## WHAT IS REQUIRED:
Return exactly the span of lines in the following data that opens with the line containing "Query: shrub" and closes with the line containing "Query: sidewalk". Include nothing else.

## RECORDS FOR PROCESSING:
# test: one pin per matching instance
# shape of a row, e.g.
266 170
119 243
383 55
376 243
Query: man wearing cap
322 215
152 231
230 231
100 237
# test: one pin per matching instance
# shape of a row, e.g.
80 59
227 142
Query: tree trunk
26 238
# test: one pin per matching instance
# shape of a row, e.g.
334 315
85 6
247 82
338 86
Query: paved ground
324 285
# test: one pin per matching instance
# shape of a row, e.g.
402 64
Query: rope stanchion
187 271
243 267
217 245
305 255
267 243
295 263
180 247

==

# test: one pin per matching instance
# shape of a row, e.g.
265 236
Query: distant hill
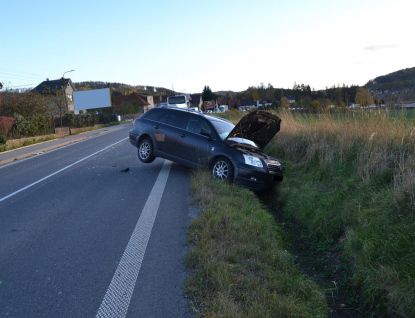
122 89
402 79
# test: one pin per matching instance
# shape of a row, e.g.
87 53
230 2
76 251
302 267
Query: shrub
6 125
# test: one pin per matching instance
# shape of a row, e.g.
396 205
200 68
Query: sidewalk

...

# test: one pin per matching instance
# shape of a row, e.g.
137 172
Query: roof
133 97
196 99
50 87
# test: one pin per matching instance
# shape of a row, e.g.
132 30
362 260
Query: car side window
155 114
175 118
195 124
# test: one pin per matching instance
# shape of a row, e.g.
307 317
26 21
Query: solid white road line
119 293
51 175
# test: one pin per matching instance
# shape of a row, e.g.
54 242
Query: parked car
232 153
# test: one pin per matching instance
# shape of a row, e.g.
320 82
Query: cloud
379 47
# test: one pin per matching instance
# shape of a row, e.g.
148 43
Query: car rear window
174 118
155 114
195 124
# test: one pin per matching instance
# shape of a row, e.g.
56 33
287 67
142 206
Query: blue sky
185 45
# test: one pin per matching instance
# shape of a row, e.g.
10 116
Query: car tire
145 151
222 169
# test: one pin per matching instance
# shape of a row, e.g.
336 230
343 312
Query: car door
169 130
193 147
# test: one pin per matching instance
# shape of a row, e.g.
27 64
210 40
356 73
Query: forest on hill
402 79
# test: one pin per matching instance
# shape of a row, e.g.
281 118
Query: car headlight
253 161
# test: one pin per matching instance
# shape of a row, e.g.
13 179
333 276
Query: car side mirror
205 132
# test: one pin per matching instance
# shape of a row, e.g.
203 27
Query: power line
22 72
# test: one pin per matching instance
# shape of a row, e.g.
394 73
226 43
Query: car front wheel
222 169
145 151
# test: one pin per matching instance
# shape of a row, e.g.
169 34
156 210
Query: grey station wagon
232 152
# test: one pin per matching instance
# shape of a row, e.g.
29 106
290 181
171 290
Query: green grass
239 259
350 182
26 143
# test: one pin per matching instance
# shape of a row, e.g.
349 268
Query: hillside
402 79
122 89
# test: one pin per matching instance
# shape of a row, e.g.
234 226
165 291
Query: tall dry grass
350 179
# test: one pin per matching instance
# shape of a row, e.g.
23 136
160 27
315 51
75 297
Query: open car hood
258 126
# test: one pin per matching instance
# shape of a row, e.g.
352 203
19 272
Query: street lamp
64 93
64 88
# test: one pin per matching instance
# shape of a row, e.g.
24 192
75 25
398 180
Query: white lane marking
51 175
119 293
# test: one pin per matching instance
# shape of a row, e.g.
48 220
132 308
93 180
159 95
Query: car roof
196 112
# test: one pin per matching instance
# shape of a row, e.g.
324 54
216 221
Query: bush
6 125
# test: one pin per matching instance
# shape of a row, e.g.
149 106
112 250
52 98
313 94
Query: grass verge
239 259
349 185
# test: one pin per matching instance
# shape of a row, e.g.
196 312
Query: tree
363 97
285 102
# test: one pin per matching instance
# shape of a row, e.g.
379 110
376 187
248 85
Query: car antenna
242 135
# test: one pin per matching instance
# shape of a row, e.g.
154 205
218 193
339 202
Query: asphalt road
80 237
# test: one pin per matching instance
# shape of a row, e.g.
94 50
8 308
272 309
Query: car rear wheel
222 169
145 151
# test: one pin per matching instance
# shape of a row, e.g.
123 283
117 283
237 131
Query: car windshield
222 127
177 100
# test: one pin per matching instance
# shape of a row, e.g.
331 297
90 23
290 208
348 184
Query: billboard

## TASK OUTPUT:
Query: shrub
6 125
# test: one pin per matching instance
# shape of a row, e.g.
396 205
200 68
Query: sidewalk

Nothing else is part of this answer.